## Your instructions
Give the data below again exactly as written, without its pictures.

## Stored items

*** Block opens ***

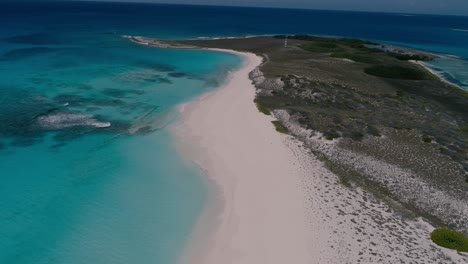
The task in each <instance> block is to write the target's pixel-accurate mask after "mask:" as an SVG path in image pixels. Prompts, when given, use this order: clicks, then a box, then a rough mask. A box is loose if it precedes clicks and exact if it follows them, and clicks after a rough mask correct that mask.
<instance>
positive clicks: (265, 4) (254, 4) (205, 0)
mask: <svg viewBox="0 0 468 264" xmlns="http://www.w3.org/2000/svg"><path fill="white" fill-rule="evenodd" d="M1 1H2V0H0V2H1ZM82 1H89V0H82ZM99 1H106V2H146V3H168V4H197V5H227V6H256V7H288V8H308V9H326V10H350V11H371V12H390V13H423V14H448V15H463V16H468V0H99Z"/></svg>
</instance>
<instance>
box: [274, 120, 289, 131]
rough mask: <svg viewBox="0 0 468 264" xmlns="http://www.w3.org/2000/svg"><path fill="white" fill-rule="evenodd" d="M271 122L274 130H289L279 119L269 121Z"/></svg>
mask: <svg viewBox="0 0 468 264" xmlns="http://www.w3.org/2000/svg"><path fill="white" fill-rule="evenodd" d="M271 123H272V124H273V125H274V126H275V129H276V131H278V132H280V133H283V134H288V133H289V131H288V129H287V128H286V127H285V126H283V124H281V121H271Z"/></svg>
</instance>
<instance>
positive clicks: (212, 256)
mask: <svg viewBox="0 0 468 264" xmlns="http://www.w3.org/2000/svg"><path fill="white" fill-rule="evenodd" d="M229 52H231V51H229ZM234 53H236V54H238V55H239V56H242V57H243V58H244V66H243V67H242V68H241V69H239V70H237V71H236V72H234V73H232V74H231V75H230V76H229V78H228V80H227V82H226V83H225V84H224V85H223V86H222V87H220V88H219V89H217V90H215V91H213V92H211V93H208V94H206V95H203V96H201V97H200V98H197V99H195V100H193V101H191V102H189V103H187V104H184V105H183V106H182V107H181V109H180V113H181V118H180V120H179V122H177V123H176V124H174V125H173V132H174V134H175V136H176V145H177V148H178V149H179V151H180V152H181V154H182V155H183V156H184V157H185V158H187V159H188V160H189V161H191V162H194V163H195V164H197V165H198V166H199V167H200V168H201V169H202V170H203V171H204V172H205V175H206V176H207V177H206V180H207V185H208V187H209V191H210V192H209V201H208V205H207V206H206V209H205V211H204V212H203V213H202V215H201V217H200V219H199V221H198V224H197V225H196V228H195V231H194V234H193V235H192V237H191V238H190V241H189V245H188V247H187V249H186V250H185V251H184V254H183V255H182V257H181V261H180V262H181V263H183V264H218V263H226V264H230V263H232V264H234V263H235V264H260V263H265V264H276V263H278V264H280V263H281V264H284V263H294V264H301V263H309V264H311V263H358V262H360V263H437V262H439V261H443V263H464V262H466V261H468V257H467V255H466V254H465V255H462V254H458V253H457V252H455V251H452V250H447V249H444V248H440V247H438V246H436V245H435V244H433V243H432V242H431V241H430V239H429V234H430V232H431V231H432V230H433V228H434V227H433V226H431V225H430V224H428V223H427V222H426V221H425V220H424V219H421V218H417V219H410V218H408V217H406V216H403V215H401V214H400V213H399V212H395V211H394V210H393V209H392V208H390V207H389V206H388V205H387V204H386V203H383V202H382V201H379V200H378V199H375V197H373V196H372V195H370V194H368V193H366V192H365V191H363V190H361V189H359V188H354V189H353V188H348V187H345V186H343V185H341V184H339V179H338V178H337V177H336V175H334V174H333V173H331V172H330V171H329V170H328V169H326V168H325V167H324V165H323V164H322V162H320V161H319V160H317V159H316V158H315V157H314V156H313V155H311V154H309V153H307V150H306V148H304V147H303V146H302V143H301V142H299V141H298V140H296V139H294V138H292V137H291V136H287V135H282V134H279V133H278V132H276V131H275V130H274V128H273V125H272V124H271V121H272V120H273V117H271V116H266V115H263V114H261V113H260V112H258V110H257V108H256V106H255V104H254V103H253V100H254V98H255V87H254V86H253V85H252V83H251V80H249V78H248V74H249V73H250V72H251V71H252V70H254V69H255V68H256V67H257V66H258V65H259V64H260V63H261V61H262V59H261V58H260V57H257V56H256V55H253V54H247V53H238V52H234ZM317 144H333V143H329V142H322V141H320V142H319V141H317Z"/></svg>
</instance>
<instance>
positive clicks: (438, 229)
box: [431, 228, 468, 252]
mask: <svg viewBox="0 0 468 264" xmlns="http://www.w3.org/2000/svg"><path fill="white" fill-rule="evenodd" d="M431 239H432V241H433V242H434V243H436V244H437V245H439V246H441V247H445V248H450V249H455V250H458V251H463V252H468V238H467V237H466V236H465V235H463V234H462V233H460V232H458V231H455V230H452V229H448V228H437V229H435V230H434V231H432V233H431Z"/></svg>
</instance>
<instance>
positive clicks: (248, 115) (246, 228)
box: [177, 54, 314, 264]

*** Block closes ***

## Result
The task in each <instance> block is to write the target's pixel-accurate mask after "mask:" as an SVG path in image pixels. Prompts, when given, use this order: clicks, then a box, then a rough mask. A box is loose if it precedes clicks and exact if it follows them, and clicks after a rough mask correct that mask.
<instance>
positive clicks: (265, 4) (254, 4) (205, 0)
mask: <svg viewBox="0 0 468 264" xmlns="http://www.w3.org/2000/svg"><path fill="white" fill-rule="evenodd" d="M1 1H2V0H0V2H1ZM82 1H89V0H82ZM99 1H106V2H146V3H168V4H197V5H227V6H256V7H288V8H308V9H326V10H350V11H371V12H390V13H423V14H448V15H463V16H468V0H99Z"/></svg>
</instance>
<instance>
box: [274, 120, 289, 131]
rough mask: <svg viewBox="0 0 468 264" xmlns="http://www.w3.org/2000/svg"><path fill="white" fill-rule="evenodd" d="M271 122L274 130H289L279 119L269 121Z"/></svg>
mask: <svg viewBox="0 0 468 264" xmlns="http://www.w3.org/2000/svg"><path fill="white" fill-rule="evenodd" d="M271 123H272V124H273V125H274V126H275V129H276V131H278V132H280V133H283V134H288V133H289V131H288V129H287V128H286V127H285V126H283V124H281V121H271Z"/></svg>
</instance>
<instance>
positive clicks: (212, 256)
mask: <svg viewBox="0 0 468 264" xmlns="http://www.w3.org/2000/svg"><path fill="white" fill-rule="evenodd" d="M229 52H231V51H229ZM234 53H236V54H238V55H239V56H242V57H243V58H244V66H243V67H242V68H241V69H239V70H237V71H236V72H234V73H232V74H231V75H230V76H229V78H228V80H227V82H226V83H225V84H224V85H223V86H222V87H220V88H219V89H217V90H215V91H213V92H211V93H208V94H206V95H203V96H201V97H200V98H197V99H195V100H193V101H191V102H189V103H187V104H184V105H183V106H182V107H181V109H180V113H181V118H180V120H179V122H177V123H176V124H174V125H173V132H174V134H175V136H176V145H177V148H178V149H179V151H180V152H181V154H182V155H183V156H184V157H185V158H187V159H188V160H189V161H191V162H194V163H195V164H197V165H198V166H199V167H200V168H201V169H202V170H203V171H204V172H205V175H206V176H207V177H206V180H207V185H208V187H209V191H210V192H209V201H208V205H207V206H206V209H205V211H204V212H203V213H202V215H201V217H200V219H199V221H198V224H197V225H196V228H195V231H194V234H193V235H192V237H191V238H190V241H189V245H188V247H187V249H186V250H185V251H184V254H183V255H182V257H181V261H180V262H181V263H183V264H218V263H226V264H230V263H232V264H234V263H235V264H260V263H265V264H276V263H278V264H280V263H281V264H284V263H294V264H301V263H309V264H311V263H358V262H360V263H437V262H439V261H443V263H464V262H466V261H468V257H467V255H466V254H465V255H462V254H458V253H457V252H455V251H452V250H447V249H444V248H440V247H438V246H436V245H435V244H433V243H432V242H431V241H430V239H429V234H430V232H431V231H432V230H433V228H434V227H433V226H431V225H430V224H428V223H427V222H426V221H425V220H424V219H421V218H417V219H410V218H408V217H406V216H403V215H401V214H400V213H399V212H395V211H394V210H393V209H392V208H390V207H389V206H388V205H387V204H386V203H383V202H382V201H379V200H378V199H375V197H373V196H372V195H370V194H368V193H366V192H365V191H363V190H361V189H359V188H354V189H353V188H348V187H345V186H343V185H341V184H339V179H338V178H337V177H336V175H334V174H333V173H331V172H330V171H329V170H328V169H326V168H325V167H324V165H323V164H322V162H320V161H319V160H317V159H316V158H315V157H314V156H313V155H311V154H309V153H307V150H306V148H304V147H303V146H302V143H301V142H299V141H298V140H296V139H294V138H292V137H291V136H287V135H282V134H279V133H278V132H276V131H275V130H274V128H273V125H272V124H271V121H272V120H273V117H271V116H266V115H263V114H261V113H260V112H258V110H257V108H256V106H255V104H254V103H253V100H254V98H255V87H254V86H253V85H252V83H251V80H249V78H248V74H249V73H250V72H251V71H252V70H254V69H255V68H256V67H257V66H258V65H259V64H260V63H261V61H262V59H261V58H260V57H257V56H256V55H253V54H247V53H238V52H234ZM317 144H333V143H329V142H322V141H320V142H319V141H317Z"/></svg>
</instance>
<instance>
positive clicks: (438, 229)
box: [431, 228, 468, 252]
mask: <svg viewBox="0 0 468 264" xmlns="http://www.w3.org/2000/svg"><path fill="white" fill-rule="evenodd" d="M431 239H432V241H433V242H434V243H436V244H437V245H439V246H441V247H445V248H450V249H455V250H458V251H463V252H468V238H467V237H466V236H465V235H463V234H462V233H460V232H458V231H455V230H452V229H448V228H437V229H435V230H434V231H432V233H431Z"/></svg>
</instance>
<instance>
positive clicks: (248, 115) (246, 228)
box: [177, 54, 314, 264]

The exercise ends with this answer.